=== DATA FOR THE TASK ===

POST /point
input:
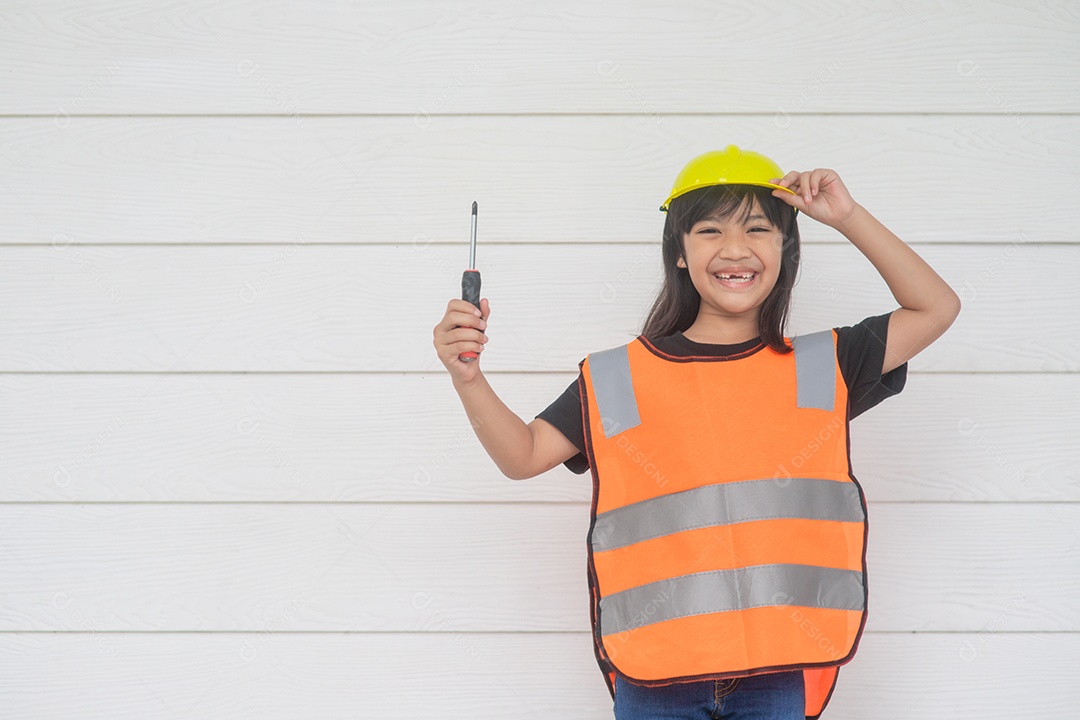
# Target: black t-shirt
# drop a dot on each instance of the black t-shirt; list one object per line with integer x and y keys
{"x": 860, "y": 350}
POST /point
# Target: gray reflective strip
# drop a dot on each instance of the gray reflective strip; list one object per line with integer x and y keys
{"x": 724, "y": 591}
{"x": 613, "y": 390}
{"x": 815, "y": 369}
{"x": 726, "y": 503}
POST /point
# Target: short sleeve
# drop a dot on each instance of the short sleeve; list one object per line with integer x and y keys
{"x": 860, "y": 350}
{"x": 565, "y": 415}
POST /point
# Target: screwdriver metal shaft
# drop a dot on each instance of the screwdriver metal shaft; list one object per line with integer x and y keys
{"x": 470, "y": 282}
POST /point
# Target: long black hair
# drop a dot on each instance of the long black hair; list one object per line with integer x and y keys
{"x": 676, "y": 306}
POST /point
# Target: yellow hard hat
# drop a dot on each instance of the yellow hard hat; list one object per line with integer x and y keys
{"x": 728, "y": 166}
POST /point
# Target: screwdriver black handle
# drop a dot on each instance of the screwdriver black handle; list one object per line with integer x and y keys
{"x": 470, "y": 291}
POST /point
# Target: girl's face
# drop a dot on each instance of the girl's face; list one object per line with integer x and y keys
{"x": 731, "y": 246}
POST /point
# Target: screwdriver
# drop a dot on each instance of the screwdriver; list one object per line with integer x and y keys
{"x": 470, "y": 282}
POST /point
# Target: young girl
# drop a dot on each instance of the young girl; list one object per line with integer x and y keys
{"x": 727, "y": 544}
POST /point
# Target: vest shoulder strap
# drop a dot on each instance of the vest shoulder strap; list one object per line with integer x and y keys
{"x": 613, "y": 390}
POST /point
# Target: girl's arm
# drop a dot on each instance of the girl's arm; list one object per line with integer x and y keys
{"x": 520, "y": 451}
{"x": 928, "y": 304}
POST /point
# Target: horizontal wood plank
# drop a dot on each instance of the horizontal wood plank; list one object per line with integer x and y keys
{"x": 426, "y": 57}
{"x": 373, "y": 309}
{"x": 314, "y": 437}
{"x": 569, "y": 179}
{"x": 464, "y": 676}
{"x": 477, "y": 567}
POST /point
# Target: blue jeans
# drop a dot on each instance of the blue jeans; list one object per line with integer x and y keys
{"x": 771, "y": 696}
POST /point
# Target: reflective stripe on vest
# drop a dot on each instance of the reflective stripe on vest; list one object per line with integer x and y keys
{"x": 727, "y": 531}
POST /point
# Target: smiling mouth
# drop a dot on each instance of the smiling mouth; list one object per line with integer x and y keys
{"x": 736, "y": 280}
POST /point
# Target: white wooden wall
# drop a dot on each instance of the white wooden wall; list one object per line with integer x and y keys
{"x": 235, "y": 479}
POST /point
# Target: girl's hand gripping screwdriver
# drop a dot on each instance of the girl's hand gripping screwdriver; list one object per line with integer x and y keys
{"x": 470, "y": 282}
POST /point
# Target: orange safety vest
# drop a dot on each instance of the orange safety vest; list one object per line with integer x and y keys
{"x": 728, "y": 532}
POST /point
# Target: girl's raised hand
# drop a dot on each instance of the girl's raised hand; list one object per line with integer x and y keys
{"x": 821, "y": 194}
{"x": 461, "y": 330}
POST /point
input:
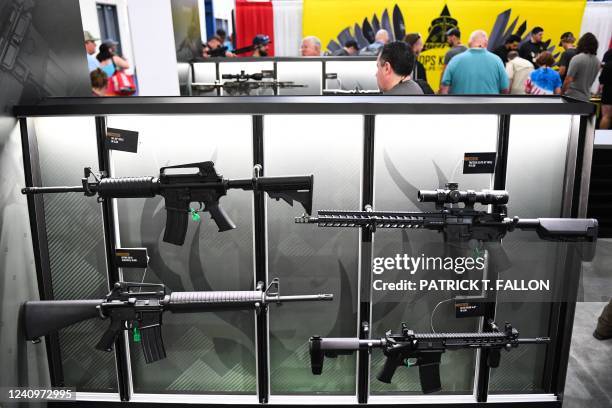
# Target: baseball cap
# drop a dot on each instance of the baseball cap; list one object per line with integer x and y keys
{"x": 261, "y": 39}
{"x": 454, "y": 31}
{"x": 567, "y": 37}
{"x": 110, "y": 42}
{"x": 89, "y": 37}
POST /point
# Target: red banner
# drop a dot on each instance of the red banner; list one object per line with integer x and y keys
{"x": 253, "y": 18}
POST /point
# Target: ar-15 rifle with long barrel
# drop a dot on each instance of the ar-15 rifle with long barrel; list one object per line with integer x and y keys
{"x": 139, "y": 307}
{"x": 423, "y": 350}
{"x": 243, "y": 83}
{"x": 205, "y": 187}
{"x": 463, "y": 224}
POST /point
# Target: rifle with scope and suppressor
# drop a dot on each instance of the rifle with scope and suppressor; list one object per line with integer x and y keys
{"x": 423, "y": 350}
{"x": 463, "y": 224}
{"x": 243, "y": 83}
{"x": 205, "y": 187}
{"x": 139, "y": 307}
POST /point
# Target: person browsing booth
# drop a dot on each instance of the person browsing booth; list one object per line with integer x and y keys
{"x": 394, "y": 68}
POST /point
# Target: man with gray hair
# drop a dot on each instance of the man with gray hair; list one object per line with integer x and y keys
{"x": 310, "y": 47}
{"x": 380, "y": 39}
{"x": 518, "y": 70}
{"x": 476, "y": 71}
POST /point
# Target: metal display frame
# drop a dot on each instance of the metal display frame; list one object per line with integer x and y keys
{"x": 574, "y": 204}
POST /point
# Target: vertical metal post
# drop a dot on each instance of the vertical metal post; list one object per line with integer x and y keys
{"x": 499, "y": 183}
{"x": 365, "y": 259}
{"x": 581, "y": 178}
{"x": 261, "y": 265}
{"x": 38, "y": 229}
{"x": 108, "y": 210}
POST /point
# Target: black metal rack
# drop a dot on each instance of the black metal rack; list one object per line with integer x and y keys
{"x": 577, "y": 182}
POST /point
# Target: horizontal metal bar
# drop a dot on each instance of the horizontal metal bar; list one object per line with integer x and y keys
{"x": 98, "y": 396}
{"x": 350, "y": 105}
{"x": 313, "y": 399}
{"x": 421, "y": 399}
{"x": 232, "y": 399}
{"x": 284, "y": 59}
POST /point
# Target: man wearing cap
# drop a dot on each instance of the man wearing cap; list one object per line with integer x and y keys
{"x": 260, "y": 45}
{"x": 510, "y": 44}
{"x": 567, "y": 42}
{"x": 453, "y": 38}
{"x": 90, "y": 47}
{"x": 532, "y": 48}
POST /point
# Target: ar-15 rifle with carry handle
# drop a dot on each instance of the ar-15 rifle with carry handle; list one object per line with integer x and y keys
{"x": 205, "y": 187}
{"x": 139, "y": 307}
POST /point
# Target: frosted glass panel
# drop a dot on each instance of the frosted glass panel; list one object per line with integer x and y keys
{"x": 412, "y": 153}
{"x": 207, "y": 352}
{"x": 309, "y": 259}
{"x": 76, "y": 246}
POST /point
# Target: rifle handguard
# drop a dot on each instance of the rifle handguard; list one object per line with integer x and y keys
{"x": 128, "y": 187}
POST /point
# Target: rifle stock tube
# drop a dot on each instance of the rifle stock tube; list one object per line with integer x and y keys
{"x": 45, "y": 190}
{"x": 347, "y": 343}
{"x": 42, "y": 317}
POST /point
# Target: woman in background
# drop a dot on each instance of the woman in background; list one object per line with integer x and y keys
{"x": 544, "y": 80}
{"x": 99, "y": 82}
{"x": 109, "y": 62}
{"x": 415, "y": 41}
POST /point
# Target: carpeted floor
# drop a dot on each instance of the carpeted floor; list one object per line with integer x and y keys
{"x": 589, "y": 377}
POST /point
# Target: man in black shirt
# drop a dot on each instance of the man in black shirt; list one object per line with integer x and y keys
{"x": 532, "y": 48}
{"x": 510, "y": 44}
{"x": 567, "y": 42}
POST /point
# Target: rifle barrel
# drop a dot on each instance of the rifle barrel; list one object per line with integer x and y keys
{"x": 300, "y": 298}
{"x": 537, "y": 340}
{"x": 44, "y": 190}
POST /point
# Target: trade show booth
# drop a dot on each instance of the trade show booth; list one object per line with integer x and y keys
{"x": 367, "y": 151}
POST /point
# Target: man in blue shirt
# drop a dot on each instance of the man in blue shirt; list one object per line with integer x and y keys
{"x": 476, "y": 71}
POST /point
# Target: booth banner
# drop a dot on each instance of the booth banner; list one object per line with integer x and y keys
{"x": 336, "y": 21}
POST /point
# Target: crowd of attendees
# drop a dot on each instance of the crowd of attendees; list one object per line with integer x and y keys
{"x": 103, "y": 62}
{"x": 516, "y": 67}
{"x": 511, "y": 68}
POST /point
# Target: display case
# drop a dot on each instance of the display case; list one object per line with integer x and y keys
{"x": 362, "y": 151}
{"x": 314, "y": 75}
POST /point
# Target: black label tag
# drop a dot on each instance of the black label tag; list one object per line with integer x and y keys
{"x": 121, "y": 139}
{"x": 477, "y": 163}
{"x": 469, "y": 306}
{"x": 131, "y": 257}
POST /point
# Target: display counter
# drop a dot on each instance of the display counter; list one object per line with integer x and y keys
{"x": 362, "y": 150}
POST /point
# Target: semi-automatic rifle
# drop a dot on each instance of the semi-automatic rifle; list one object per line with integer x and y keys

===

How many lines in the data above contain the string "crowd"? Matching is case-sensitive. Reply with the number alone.

2